# Directions for this task:
All of the records listed below should be retyped exactly.

(Provided records begins)

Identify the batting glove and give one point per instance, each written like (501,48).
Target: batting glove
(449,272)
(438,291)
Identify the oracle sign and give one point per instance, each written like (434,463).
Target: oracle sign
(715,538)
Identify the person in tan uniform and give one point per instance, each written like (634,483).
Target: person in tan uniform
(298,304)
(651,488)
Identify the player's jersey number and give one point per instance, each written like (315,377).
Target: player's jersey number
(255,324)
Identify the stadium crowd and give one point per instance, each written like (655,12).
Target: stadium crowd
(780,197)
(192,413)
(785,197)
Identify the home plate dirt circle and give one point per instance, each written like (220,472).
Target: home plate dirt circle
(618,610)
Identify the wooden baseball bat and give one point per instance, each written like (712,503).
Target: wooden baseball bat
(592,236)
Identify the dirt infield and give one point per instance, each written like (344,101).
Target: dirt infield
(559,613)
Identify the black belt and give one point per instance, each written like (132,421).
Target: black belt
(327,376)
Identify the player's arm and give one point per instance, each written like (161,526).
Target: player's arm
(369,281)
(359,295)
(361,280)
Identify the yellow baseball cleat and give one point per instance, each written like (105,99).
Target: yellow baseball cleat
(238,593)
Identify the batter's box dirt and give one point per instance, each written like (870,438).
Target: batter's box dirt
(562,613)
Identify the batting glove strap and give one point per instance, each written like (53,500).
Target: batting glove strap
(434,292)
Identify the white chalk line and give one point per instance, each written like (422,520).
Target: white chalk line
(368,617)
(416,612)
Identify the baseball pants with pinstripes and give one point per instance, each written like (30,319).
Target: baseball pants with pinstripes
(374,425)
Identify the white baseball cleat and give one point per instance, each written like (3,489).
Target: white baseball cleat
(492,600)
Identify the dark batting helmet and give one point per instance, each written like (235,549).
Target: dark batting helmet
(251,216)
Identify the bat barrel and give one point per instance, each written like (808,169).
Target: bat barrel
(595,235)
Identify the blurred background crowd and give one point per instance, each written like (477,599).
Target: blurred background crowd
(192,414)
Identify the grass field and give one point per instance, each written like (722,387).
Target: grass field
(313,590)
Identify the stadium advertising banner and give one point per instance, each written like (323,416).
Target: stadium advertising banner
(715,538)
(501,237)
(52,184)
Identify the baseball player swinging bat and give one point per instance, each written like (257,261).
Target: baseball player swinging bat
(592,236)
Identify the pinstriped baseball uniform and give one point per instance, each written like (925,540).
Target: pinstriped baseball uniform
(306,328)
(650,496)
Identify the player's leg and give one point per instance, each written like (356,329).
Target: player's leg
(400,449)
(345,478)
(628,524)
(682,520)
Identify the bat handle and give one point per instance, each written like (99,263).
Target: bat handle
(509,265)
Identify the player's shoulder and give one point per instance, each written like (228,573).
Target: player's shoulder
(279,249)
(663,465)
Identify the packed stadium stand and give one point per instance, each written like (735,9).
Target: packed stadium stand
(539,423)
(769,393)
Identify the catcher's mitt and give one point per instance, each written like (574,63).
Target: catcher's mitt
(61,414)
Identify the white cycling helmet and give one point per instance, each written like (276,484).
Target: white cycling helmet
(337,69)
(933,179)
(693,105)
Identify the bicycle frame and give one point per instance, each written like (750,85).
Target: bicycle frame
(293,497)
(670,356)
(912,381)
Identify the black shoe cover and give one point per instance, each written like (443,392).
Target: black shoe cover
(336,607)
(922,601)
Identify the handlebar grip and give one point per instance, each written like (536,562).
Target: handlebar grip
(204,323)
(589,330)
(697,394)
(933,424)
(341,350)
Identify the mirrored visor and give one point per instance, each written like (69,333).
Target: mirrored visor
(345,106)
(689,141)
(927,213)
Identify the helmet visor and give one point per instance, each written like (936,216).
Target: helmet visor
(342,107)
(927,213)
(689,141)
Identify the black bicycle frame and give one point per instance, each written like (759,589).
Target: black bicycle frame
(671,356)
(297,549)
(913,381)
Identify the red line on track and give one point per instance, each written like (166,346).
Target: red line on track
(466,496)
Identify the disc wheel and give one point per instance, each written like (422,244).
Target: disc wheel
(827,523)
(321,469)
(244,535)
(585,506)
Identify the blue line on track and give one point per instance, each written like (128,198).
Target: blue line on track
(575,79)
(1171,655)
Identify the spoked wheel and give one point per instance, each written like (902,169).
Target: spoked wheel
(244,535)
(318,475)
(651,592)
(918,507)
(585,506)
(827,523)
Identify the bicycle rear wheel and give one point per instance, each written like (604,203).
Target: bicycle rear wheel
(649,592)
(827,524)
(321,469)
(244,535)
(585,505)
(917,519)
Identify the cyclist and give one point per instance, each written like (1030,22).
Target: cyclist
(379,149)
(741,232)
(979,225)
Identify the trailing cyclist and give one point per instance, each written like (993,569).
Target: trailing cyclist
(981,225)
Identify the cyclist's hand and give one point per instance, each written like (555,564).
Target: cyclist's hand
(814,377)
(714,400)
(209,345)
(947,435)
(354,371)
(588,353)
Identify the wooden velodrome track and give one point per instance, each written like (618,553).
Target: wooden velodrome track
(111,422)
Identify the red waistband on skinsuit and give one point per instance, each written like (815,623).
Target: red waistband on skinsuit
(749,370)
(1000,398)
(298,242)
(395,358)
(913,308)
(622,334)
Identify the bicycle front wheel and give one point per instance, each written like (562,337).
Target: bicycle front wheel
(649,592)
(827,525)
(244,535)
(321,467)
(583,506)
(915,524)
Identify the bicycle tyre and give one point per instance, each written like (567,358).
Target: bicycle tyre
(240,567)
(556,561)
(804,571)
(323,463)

(Provided records ends)

# Finished task:
Identify the batting glove and give one point per instance, each written like (501,48).
Target: batting glove
(449,272)
(438,291)
Identify the oracle sign and give one point per instance, each written like (434,463).
Target: oracle sign
(715,538)
Identify the person in tan uniform and give one point per instance, each written like (634,483).
Target: person in tan uniform
(298,304)
(651,488)
Identify the player's jersey number and give one point per instance, each written like (315,377).
Target: player's jersey number
(255,324)
Identify the stadium crowd and give one point per instance, each written like (655,12).
Target: stadium crowd
(780,197)
(192,413)
(785,197)
Identify the home plate dirt circle and give one point per instance, each written like (220,472).
Target: home plate dirt circle
(618,610)
Identify the wooden baseball bat and give one point per instance, each written like (712,503).
Target: wooden baseball bat
(592,236)
Identify the dirt infield and give one point per instance, each written like (344,101).
Target: dirt infield
(559,613)
Identify the black belt and give one point per instance, each written like (132,421).
Target: black belt
(327,376)
Identify the player's arm and give one point per instance, each written like (161,526).
Target: player's arm
(369,281)
(359,295)
(361,280)
Identify the yellow baseball cleat and give one point per instance, each written like (105,99).
Target: yellow baseball cleat
(238,593)
Identify the batter's box dirt and give one point per instance, each written like (870,438).
Target: batter's box dirt
(562,613)
Identify the batting glove strap and give one point per instance, each written like (53,500).
Target: batting glove strap
(434,292)
Identify the white chalk line and give one point per instance, each written like (422,520).
Target: white chalk line
(368,617)
(416,612)
Identify the baseball pants with pinstripes and give one point per instance, each written like (30,319).
Target: baseball pants with pinstripes
(374,425)
Identify the white baseball cleat and give one point per instance, each written like (3,489).
Target: white baseball cleat
(492,600)
Identify the dark batting helmet and give one point per instance, each written like (235,549).
Target: dark batting helmet
(251,216)
Identify the bat barrel and give one point per instance, each written like (808,169).
Target: bat barrel
(595,235)
Identify the blurred background crowd and give one point per instance, each written like (477,599).
Target: blurred background crowd
(192,414)
Identify the grass field and give one point per instance, each written like (722,387).
Target: grass field
(313,590)
Identify the stadium advertising banner and give one point per instance, each written like (323,416).
Target: stadium advertising banner
(715,538)
(501,237)
(52,184)
Identify the baseball player swinging bat and give one point per instance, each written like (257,261).
Target: baseball player swinging bat
(592,236)
Identify the pinstriped baseball uniform and give one point per instance, each written like (925,540).
Target: pinstriped baseball uniform
(306,328)
(650,496)
Identify the player's leg and give one point per instance, each written like (356,329).
Target: player's leg
(400,449)
(345,478)
(628,524)
(682,520)
Identify the bat handle and give one point per instance, each written like (99,263).
Target: bat handle
(509,265)
Identify the player's shoulder and give one point per instance, each written like (228,573).
Target: player's shoulder
(279,249)
(663,465)
Identify the packed stadium stand and give one point per instance, each written like (735,9).
Target: packed stadium stand
(539,423)
(769,393)
Identify the catcher's mitt and give one point per instance, each written like (574,63).
Target: catcher's mitt
(61,414)
Identify the white cycling helmet and give one point per instance, each written like (276,484).
Target: white cycling helmet
(337,69)
(933,179)
(693,105)
Identify the bicycle frame and give one point per instance, each written like (750,85).
Target: bicycle frame
(293,497)
(670,356)
(912,381)
Identify the black shoe cover and give one point per instance, each written like (443,392).
Target: black shoe cover
(336,607)
(922,601)
Identify the handlebar grip and give one point per instance, each written like (536,562).
Target: handlebar grip
(204,323)
(589,330)
(697,394)
(933,424)
(341,350)
Identify the mirrored visor and give one point per instance, each written like (69,333).
Target: mirrored visor
(345,106)
(689,141)
(927,213)
Identify the helmet visor and give one point per instance, each written like (936,216).
Target: helmet visor
(342,107)
(927,213)
(689,141)
Identify the black bicycle frame and give one point per instance, each written like (759,589).
Target: black bicycle frame
(671,356)
(297,549)
(913,381)
Identify the red line on track and give one point per instance, each written like (166,346).
Target: red line on track
(466,496)
Identify the disc wheel and give one point per instance, each written like (422,244).
Target: disc wheel
(827,523)
(321,469)
(244,535)
(585,506)
Identify the blue line on track and give one point per instance, each written like (128,198).
Target: blue line on track
(575,79)
(1171,655)
Identify the spoked wheel and give one point per instance, each written like (902,169).
Target: spoked wheel
(244,535)
(318,475)
(651,592)
(918,507)
(585,506)
(827,523)
Identify the bicycle rear wheel and give one point per instance, each written like (604,203).
Target: bicycle rear wheel
(649,592)
(827,524)
(321,469)
(244,535)
(585,505)
(917,519)
Identify the cyclist and give one point per instance, each written like (1030,22).
Target: cyclist
(379,149)
(741,232)
(979,225)
Identify the trailing cyclist and give one point per instance, each written like (993,569).
Target: trailing cyclist
(981,225)
Identify the cyclist's hand and give one point per instance, each written like (555,564).
Target: cyclist's hand
(814,377)
(714,400)
(209,345)
(947,435)
(354,371)
(588,353)
Identify the wooden velodrome track and give one point per instance, each written like (618,553).
Target: wooden velodrome track
(111,422)
Identify the red waistband on skinsuit and give one point per instance, each written like (815,623).
Target: red waistband on skinsuit
(749,370)
(1000,398)
(298,242)
(395,358)
(913,308)
(622,334)
Identify the bicycle front wheel and give one point per instance, each written like (562,337).
Target: bicycle front wheel
(649,592)
(827,525)
(244,535)
(321,467)
(583,506)
(915,524)
Identify the bicycle tyre and give one point per instance, each written like (567,358).
Target: bicycle tyre
(240,567)
(556,561)
(804,571)
(323,463)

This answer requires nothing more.